→ RECORDS SUPPLIED
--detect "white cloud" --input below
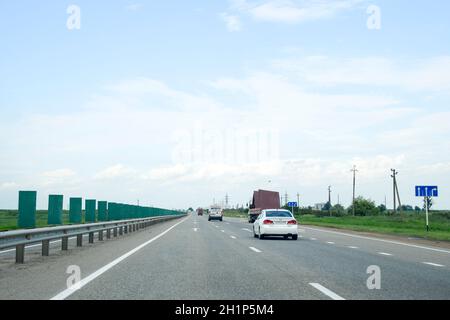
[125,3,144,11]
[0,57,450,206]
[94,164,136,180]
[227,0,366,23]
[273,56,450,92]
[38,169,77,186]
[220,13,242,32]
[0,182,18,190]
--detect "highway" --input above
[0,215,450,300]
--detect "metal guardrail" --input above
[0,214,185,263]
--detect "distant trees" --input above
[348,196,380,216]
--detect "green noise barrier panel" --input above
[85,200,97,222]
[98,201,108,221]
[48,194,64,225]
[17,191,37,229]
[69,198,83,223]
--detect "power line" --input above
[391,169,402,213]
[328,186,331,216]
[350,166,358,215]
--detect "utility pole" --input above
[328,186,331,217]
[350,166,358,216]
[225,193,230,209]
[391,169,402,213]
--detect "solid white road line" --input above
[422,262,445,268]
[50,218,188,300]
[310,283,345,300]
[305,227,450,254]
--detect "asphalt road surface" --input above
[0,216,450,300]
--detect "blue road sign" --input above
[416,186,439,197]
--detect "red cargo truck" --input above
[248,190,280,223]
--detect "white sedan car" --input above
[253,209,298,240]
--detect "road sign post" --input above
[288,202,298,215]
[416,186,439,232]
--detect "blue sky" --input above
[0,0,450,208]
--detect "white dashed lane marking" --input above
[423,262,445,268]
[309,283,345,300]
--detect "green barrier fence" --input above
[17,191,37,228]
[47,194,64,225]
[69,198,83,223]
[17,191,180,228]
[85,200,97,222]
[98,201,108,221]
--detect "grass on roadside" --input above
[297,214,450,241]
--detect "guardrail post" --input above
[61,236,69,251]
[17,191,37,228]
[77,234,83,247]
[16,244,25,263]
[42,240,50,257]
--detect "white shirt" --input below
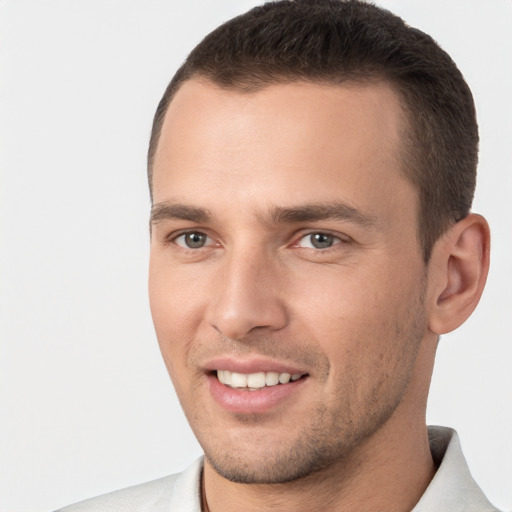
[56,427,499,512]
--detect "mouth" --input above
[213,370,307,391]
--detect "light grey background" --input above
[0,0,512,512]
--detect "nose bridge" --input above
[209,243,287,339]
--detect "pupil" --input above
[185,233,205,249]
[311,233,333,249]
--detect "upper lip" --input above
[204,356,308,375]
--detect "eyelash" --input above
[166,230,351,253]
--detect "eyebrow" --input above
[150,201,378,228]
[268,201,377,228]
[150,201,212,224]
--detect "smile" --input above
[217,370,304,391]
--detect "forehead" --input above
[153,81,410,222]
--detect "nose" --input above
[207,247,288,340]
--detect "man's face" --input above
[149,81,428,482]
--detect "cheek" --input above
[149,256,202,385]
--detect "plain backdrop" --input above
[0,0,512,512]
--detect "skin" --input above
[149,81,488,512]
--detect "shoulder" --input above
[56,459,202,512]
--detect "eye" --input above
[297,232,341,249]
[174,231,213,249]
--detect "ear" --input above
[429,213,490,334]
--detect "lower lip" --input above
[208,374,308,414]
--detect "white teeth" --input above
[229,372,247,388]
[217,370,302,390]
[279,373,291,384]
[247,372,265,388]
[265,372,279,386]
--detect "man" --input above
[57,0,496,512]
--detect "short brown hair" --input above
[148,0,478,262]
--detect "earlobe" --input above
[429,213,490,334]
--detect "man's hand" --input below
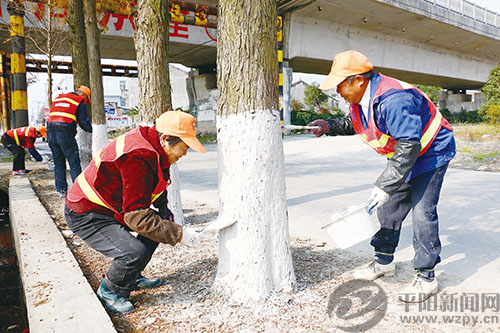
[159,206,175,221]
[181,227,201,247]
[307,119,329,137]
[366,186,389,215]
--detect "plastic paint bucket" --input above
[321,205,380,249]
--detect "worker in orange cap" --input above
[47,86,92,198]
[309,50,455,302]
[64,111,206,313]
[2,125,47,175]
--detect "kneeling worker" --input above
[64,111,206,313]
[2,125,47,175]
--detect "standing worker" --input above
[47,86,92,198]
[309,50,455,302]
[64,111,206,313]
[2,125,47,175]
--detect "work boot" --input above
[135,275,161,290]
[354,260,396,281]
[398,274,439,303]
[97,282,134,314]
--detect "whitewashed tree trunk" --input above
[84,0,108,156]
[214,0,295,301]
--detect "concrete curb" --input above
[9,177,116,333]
--
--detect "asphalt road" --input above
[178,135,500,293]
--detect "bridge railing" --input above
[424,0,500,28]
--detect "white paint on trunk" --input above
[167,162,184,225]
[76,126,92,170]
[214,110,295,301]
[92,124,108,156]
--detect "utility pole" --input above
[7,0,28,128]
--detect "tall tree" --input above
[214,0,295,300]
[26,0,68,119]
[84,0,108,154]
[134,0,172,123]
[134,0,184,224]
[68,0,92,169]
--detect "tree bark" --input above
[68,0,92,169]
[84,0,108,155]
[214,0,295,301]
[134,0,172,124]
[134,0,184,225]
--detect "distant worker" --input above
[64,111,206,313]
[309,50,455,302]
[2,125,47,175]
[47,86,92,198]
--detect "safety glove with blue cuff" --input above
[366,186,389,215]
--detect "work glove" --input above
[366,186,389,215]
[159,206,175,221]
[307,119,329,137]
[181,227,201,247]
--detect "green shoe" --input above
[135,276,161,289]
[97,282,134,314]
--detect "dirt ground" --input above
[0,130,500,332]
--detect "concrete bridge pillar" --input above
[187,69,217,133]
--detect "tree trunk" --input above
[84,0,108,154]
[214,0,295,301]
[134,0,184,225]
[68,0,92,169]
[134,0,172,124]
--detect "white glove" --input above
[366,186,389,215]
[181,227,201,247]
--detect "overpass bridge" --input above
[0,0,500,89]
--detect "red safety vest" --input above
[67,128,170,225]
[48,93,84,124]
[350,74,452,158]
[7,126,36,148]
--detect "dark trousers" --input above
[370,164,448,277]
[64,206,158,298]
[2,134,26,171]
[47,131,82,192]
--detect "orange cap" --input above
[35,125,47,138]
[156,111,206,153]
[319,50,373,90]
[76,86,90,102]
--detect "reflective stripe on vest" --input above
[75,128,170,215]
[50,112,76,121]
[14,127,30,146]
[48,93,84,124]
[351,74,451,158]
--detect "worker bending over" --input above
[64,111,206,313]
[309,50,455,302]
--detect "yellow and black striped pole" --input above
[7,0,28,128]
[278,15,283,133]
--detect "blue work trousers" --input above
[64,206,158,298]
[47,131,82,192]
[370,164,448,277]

→ DIRECTIONS
Pick out every line in the records above that contains the string "below", and copy each one in full.

→ TASK RESULT
--detect "white cloud" --input below
--detect "white shirt" --input below
--detect "man's hand" --input below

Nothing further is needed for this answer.